■ Given exercise ■
Print the data exactly as it is given, please.

■ The records ■
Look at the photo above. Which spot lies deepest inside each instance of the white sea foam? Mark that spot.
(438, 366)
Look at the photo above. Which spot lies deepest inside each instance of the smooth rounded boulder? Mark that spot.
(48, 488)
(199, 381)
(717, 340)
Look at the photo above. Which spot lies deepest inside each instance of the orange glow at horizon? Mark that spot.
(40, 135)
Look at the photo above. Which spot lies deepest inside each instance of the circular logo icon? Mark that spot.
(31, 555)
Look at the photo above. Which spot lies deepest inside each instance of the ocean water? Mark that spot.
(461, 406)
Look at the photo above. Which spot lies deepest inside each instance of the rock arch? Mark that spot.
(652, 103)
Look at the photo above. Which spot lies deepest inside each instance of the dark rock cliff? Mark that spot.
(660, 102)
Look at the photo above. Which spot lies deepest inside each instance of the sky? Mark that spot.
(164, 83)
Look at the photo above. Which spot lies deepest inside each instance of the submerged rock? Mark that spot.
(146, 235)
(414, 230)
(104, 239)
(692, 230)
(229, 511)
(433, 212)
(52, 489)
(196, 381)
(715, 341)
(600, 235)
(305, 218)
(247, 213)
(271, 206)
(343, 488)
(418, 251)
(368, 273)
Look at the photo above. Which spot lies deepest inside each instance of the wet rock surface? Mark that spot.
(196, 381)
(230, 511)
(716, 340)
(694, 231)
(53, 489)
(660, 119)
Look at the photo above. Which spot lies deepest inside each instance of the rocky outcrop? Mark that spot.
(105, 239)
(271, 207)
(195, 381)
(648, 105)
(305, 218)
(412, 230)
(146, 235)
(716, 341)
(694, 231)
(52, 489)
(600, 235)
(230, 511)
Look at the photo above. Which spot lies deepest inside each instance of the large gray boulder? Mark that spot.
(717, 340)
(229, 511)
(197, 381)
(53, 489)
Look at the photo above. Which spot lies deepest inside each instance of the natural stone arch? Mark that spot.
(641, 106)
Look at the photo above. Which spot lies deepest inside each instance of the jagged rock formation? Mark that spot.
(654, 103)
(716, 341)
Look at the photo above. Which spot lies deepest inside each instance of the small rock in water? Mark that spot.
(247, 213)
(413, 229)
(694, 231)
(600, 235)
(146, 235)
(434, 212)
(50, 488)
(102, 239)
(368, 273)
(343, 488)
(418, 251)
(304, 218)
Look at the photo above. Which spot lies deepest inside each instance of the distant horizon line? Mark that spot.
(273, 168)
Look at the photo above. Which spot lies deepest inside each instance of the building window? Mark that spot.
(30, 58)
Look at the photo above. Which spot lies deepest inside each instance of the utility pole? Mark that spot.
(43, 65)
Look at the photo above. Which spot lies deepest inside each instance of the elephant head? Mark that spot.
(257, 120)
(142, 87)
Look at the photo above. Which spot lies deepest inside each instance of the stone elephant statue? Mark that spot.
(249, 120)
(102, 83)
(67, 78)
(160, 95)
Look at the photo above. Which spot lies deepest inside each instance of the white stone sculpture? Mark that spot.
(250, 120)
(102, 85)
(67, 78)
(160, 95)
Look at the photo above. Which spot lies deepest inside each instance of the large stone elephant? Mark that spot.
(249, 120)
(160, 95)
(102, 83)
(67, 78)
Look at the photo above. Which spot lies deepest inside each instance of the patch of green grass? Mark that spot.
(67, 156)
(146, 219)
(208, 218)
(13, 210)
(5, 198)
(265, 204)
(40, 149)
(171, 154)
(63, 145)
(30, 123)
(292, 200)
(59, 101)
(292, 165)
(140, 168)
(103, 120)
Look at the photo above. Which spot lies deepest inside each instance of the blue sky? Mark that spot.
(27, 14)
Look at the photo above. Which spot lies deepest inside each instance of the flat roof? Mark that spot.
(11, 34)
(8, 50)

■ Finished answer ■
Look at the photo above. Which spot lies deepest inside each instance of the white sea foam? Mark that spot.
(438, 366)
Look at the photo above. Which spot lies deepest inside each instance of the smooth rounded boulder? Mark that spot.
(48, 488)
(199, 381)
(717, 340)
Look at the photo above. Which spot lies deepest inside each instance of the orange glow at horizon? Mark that spot.
(40, 135)
Look at the photo above. Which spot lies deepest inside each instance of the circular logo icon? Mark that spot.
(31, 555)
Look at the photo above. Which spot lies deepest inside each instance of the ocean water? Mark that spot.
(461, 406)
Look at the photo above. Which spot lies deepest inside each instance of the rock arch? Mark that spot.
(652, 103)
Look at the photo above. Which spot lies deepest inside each instance of the dark rock cliff? Mark that spot.
(660, 102)
Look at the photo above. Which spot lies deepest inside each instance of the sky? Mark that spot.
(164, 83)
Look at the photo above. Which spot lies deepest inside each instance of the submerged rock? Mark that spot.
(146, 235)
(414, 230)
(104, 239)
(692, 230)
(229, 511)
(433, 212)
(52, 489)
(196, 381)
(715, 341)
(600, 235)
(305, 218)
(247, 213)
(271, 206)
(343, 488)
(418, 251)
(368, 273)
Look at the photo above. Which spot lies deepest inside each instance of the wet rock surface? Mark that spot.
(196, 381)
(230, 511)
(716, 340)
(694, 231)
(53, 489)
(660, 119)
Look at the photo above. Which spot lies deepest inside each instance of the rocky outcrop? Mark that spot.
(105, 239)
(271, 207)
(195, 381)
(648, 105)
(305, 218)
(412, 230)
(146, 235)
(716, 341)
(694, 231)
(52, 489)
(600, 235)
(230, 511)
Look at the photo above. Which spot lies deepest inside each instance of the large gray boulder? Mark that spot.
(717, 340)
(229, 511)
(197, 381)
(53, 489)
Look at the photo above. Which spot lies deepest inside each instance of the natural stone arch? Mark that spot.
(641, 106)
Look at the photo above. Which spot lies deepest inside each instance of the jagged rock formation? Mark that spot.
(654, 103)
(716, 341)
Look at the photo above. Which spot lies deepest inside each instance of the small rock in water? Mark that spot.
(247, 213)
(413, 229)
(694, 231)
(600, 235)
(146, 235)
(434, 212)
(50, 488)
(102, 239)
(368, 273)
(343, 488)
(418, 251)
(304, 218)
Look at the photo above. Which spot lies deepest inside each instance of the distant horizon line? Mark that spot.
(273, 168)
Look at the photo above. Which spot lies deepest inside each instance of the building window? Mark that spot.
(30, 58)
Look at the photo above. Which spot lies deepest inside each instance of the utility pole? Mark that spot.
(43, 65)
Look at the photo above. Which spot lies deepest inside each instance of the elephant head? Mark that spot.
(257, 120)
(142, 87)
Look at the photo above. Which spot lies deepest inside each instance of the stone elephant statue? Mark that spot.
(249, 120)
(102, 83)
(67, 78)
(160, 95)
Look at the photo above. Which spot lies deepest inside each instance of the white stone sculpture? Mark that spot.
(250, 120)
(102, 85)
(67, 78)
(160, 95)
Look at the photo above. Which spot lies deepest inside each instance of the large stone elephant? Mark that spot.
(249, 120)
(160, 95)
(102, 83)
(67, 78)
Look at the photo above. Which spot lies deepest inside each instance of the patch of green grass? Mark that spot.
(67, 156)
(146, 219)
(208, 218)
(13, 210)
(5, 198)
(265, 204)
(40, 149)
(171, 154)
(63, 145)
(30, 123)
(292, 200)
(59, 101)
(292, 165)
(140, 168)
(103, 120)
Look at the photo above. Which spot lies deepest inside each instance of the blue sky? Mark that spot.
(27, 14)
Look at the photo above. Which spot lies deepest inside each instance of the flat roof? Mark that spot.
(11, 34)
(8, 50)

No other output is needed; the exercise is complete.